=== Begin Enclosure ===
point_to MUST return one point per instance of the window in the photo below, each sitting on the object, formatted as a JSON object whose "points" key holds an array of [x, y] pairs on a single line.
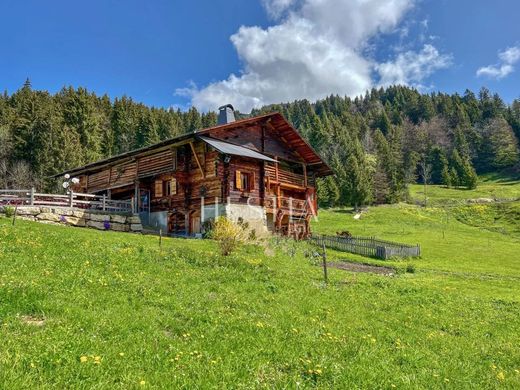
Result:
{"points": [[158, 189], [165, 188], [244, 181], [170, 187], [174, 151]]}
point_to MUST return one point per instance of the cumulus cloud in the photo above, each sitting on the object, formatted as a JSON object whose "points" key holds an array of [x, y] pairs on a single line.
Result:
{"points": [[410, 68], [316, 48], [504, 67]]}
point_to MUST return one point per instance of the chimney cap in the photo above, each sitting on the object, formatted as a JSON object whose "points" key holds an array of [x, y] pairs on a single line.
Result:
{"points": [[226, 114], [226, 106]]}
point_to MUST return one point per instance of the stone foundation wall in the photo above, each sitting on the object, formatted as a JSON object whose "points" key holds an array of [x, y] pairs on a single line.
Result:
{"points": [[78, 217], [254, 216]]}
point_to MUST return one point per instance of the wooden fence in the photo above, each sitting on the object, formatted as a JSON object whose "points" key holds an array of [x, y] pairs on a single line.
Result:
{"points": [[72, 199], [367, 246]]}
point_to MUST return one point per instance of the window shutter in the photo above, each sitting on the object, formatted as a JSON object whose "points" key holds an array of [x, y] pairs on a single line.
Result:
{"points": [[252, 178], [238, 180], [173, 186], [158, 188], [174, 152]]}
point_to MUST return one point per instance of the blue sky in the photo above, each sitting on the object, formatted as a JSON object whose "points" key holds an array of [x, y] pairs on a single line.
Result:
{"points": [[249, 53]]}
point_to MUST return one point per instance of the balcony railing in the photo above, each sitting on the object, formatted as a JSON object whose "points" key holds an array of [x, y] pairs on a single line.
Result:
{"points": [[72, 199], [298, 206], [284, 177]]}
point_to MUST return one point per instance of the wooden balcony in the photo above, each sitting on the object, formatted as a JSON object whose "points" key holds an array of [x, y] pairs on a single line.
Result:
{"points": [[288, 205], [285, 178]]}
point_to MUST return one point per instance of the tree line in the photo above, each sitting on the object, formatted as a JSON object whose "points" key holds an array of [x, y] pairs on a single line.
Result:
{"points": [[376, 144], [379, 143]]}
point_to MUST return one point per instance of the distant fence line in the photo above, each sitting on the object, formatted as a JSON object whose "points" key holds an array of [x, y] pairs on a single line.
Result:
{"points": [[367, 246], [72, 199]]}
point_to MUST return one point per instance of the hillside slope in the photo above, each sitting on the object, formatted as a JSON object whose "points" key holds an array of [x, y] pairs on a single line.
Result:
{"points": [[89, 309]]}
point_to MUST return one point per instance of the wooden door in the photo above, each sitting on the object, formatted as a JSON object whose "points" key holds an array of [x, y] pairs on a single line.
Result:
{"points": [[195, 224]]}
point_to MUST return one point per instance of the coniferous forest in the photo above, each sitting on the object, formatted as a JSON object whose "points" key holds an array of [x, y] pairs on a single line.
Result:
{"points": [[376, 144]]}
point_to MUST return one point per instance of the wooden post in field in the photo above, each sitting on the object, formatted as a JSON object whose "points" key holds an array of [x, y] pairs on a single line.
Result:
{"points": [[15, 212], [324, 255]]}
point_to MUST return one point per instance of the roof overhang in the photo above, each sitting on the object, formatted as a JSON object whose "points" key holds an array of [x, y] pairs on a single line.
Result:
{"points": [[235, 150], [275, 121]]}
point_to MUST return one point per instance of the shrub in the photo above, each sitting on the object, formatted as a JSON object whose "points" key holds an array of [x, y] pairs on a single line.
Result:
{"points": [[9, 211], [228, 235], [410, 268]]}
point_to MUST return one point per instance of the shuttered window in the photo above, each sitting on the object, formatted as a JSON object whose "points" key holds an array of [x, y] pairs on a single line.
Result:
{"points": [[173, 186], [158, 188], [238, 180]]}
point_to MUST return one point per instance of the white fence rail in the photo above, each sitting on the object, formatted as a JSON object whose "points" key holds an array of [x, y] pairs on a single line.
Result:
{"points": [[72, 199]]}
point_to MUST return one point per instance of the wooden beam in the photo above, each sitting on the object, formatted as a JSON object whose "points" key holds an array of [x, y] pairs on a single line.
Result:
{"points": [[197, 159]]}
=== End Enclosure ===
EXERCISE DETAILS:
Return each line above word for word. Skip the pictures.

EXERCISE OUTPUT:
point_to MUST return one point per instance of the window in the photo below, each sitting on the object, formatted as a JSON object whose "points" key holds an array of [x, y] pairs on a single line.
Result:
{"points": [[158, 189], [165, 188], [244, 181], [170, 187], [174, 151]]}
point_to MUST return one point per instance of the cumulus cloud in the photo above, each sitting on the object, formatted as a JSON object whose "points" key holds an array of [x, y] pairs on a single line.
Result:
{"points": [[410, 68], [316, 48], [504, 67]]}
point_to MUST return one point per instance of the chimney cap in the photo above, each sitting on the object, formatted as a JSON object whose "points" key holds an array of [x, y] pairs on a single line.
Result:
{"points": [[226, 114], [226, 106]]}
point_to MUST return one point per instance of the stone foundation wall in the photo above, each sitting on the object, formatted as a JSON object whose "points" key holds an array of [x, y] pairs on a single line.
Result:
{"points": [[78, 217], [254, 216]]}
point_to MUST return one point per instance of the wooden fence in the photo above, each sitting on the object, formatted as a JSON object whose "points" key holds an array of [x, y] pairs on a single line.
Result:
{"points": [[72, 199], [367, 246]]}
point_to MUST return one point per instance of the window shutter in the photo above, each sitting on the object, formatted as a JSON object whose "points" key holds an array of [x, y] pairs on a single line.
Result:
{"points": [[252, 178], [238, 180], [173, 186], [158, 188], [174, 152]]}
point_to MUST return one point per instance of the blue sky in the photo above, each sitting on the object, formatted as a JSON object whose "points" key holds an array of [x, y] pairs on a single line.
Result:
{"points": [[249, 53]]}
point_to MUST return one point per instance of the balcony railing in the photo above, each sitting on the object, formatted as a JSON object whose "points" key holds an array of [x, y] pairs on a single line.
Result:
{"points": [[72, 199], [298, 206], [284, 177]]}
point_to MUST return one point per instance of the wooden balcony in the photo above, each sitting on the object, formatted as a JSON object whose "points" key holds an array of [x, y] pairs on a single line.
Result:
{"points": [[288, 205], [285, 178]]}
point_to MUST return one point per instance of the tree line in the photo above, each sitting on the object, formatted as a JSON object whose "points" key holds an array of [x, y] pairs on a single line.
Result:
{"points": [[376, 144], [379, 143]]}
point_to MUST return one point per instance of the distant fence line in the photo above, each sitting on the object, formatted as a JSON object whose "points" key holds an array of [x, y] pairs on a single line.
Result:
{"points": [[367, 246], [72, 199]]}
point_to MUST return one point per instance of the hillside slope in the photo above, each sitting on the object, formatted as a JSON object whose "points" key holds an array of [x, y] pairs on a single line.
Result:
{"points": [[89, 309]]}
point_to MUST return one point per instance of the wooden door in the photo above, each sitting on the object, formatted as a JSON object whose "points" key holds an array of [x, y] pairs on a single line.
Result:
{"points": [[195, 224]]}
point_to MUST return one point per instance of the coniferous forest in the photo above, each sitting on the object, formatted as a JSON object whose "points" key holds an array of [x, y] pairs on a single line.
Result:
{"points": [[376, 144]]}
point_to MUST return one point per instance of the wooden post in field in the photo above, each sitting on the object, formatted as a JSON object whose "points" key holds an array of [x, y] pairs on a single line.
Result:
{"points": [[15, 212], [324, 255]]}
point_to MUST return one point per instance of the roof overhang in the photo above, each sitting on the object, formatted as a JSON object whose "points" key holds an array of [x, y] pairs on a single line.
Result:
{"points": [[235, 150], [275, 121]]}
point_to MUST return one point per instance of the shrub in the photo above, each sitting on the object, formatted as a JSON object whose "points" key holds an array of [x, y] pairs on a single line.
Result:
{"points": [[9, 211], [228, 235], [410, 268]]}
point_to MUST return one point per instance of the shuttered window in the photo above, each sitting on the object, formatted as a JSON object whose "points" key holds an array of [x, y] pairs on a single line.
Result:
{"points": [[173, 186], [158, 188], [238, 180]]}
point_to MUST return one point per instance of the white fence rail in the photo above, each sitting on the object, formatted as a JSON object whose "points" key holds an array of [x, y] pairs on a single line.
Result:
{"points": [[72, 199]]}
point_to MUST return one point per instance of the wooden beam in the photo above, each sitting on the object, formatted as a JSON object whose "points" key holds an array of [x, y] pairs on a single line.
Result:
{"points": [[197, 159]]}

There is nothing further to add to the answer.